— Start of GIVEN RECORDS —
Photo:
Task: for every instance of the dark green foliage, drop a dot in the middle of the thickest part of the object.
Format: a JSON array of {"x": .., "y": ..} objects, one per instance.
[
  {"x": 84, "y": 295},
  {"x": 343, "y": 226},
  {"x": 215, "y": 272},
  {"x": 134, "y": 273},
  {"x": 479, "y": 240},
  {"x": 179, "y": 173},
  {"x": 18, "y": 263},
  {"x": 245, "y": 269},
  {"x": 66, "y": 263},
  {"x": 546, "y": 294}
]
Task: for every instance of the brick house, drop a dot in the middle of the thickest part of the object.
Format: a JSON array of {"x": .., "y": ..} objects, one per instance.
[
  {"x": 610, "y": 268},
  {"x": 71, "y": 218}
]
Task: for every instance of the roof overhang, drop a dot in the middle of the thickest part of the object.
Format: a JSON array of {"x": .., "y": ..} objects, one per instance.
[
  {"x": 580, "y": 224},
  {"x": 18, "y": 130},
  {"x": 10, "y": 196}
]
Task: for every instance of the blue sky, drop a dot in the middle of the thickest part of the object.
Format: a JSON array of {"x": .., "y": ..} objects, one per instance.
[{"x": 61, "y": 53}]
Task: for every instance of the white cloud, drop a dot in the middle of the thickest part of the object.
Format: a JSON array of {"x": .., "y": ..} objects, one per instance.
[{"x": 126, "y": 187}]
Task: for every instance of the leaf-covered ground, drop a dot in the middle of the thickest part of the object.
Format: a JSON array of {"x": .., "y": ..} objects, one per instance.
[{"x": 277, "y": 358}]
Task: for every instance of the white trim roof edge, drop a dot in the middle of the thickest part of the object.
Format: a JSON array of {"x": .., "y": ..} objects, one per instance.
— End of GIVEN RECORDS —
_WHAT IS NEEDED_
Reproduce the material from the line with "Task: for every instance of the white cloud, drop" through the end of the material, changing "thickest" to "widest" and keeping everything else the same.

_RIGHT ANSWER_
Task: for every instance of the white cloud, drop a dot in the middle of the widest part of the object.
Format: a JSON array of {"x": .., "y": ..} objects, one per instance.
[{"x": 126, "y": 187}]
Task: for every instance of the leaf-covered ground, drop a dot in the middle of the widest part of the object.
Format: a JSON array of {"x": .., "y": ..} objects, one per instance.
[{"x": 277, "y": 358}]
Task: for every instance of the white trim roof edge, drop a dot in the middle of the widest part of the object.
Format: a JSON array of {"x": .., "y": ..} objects, one per instance.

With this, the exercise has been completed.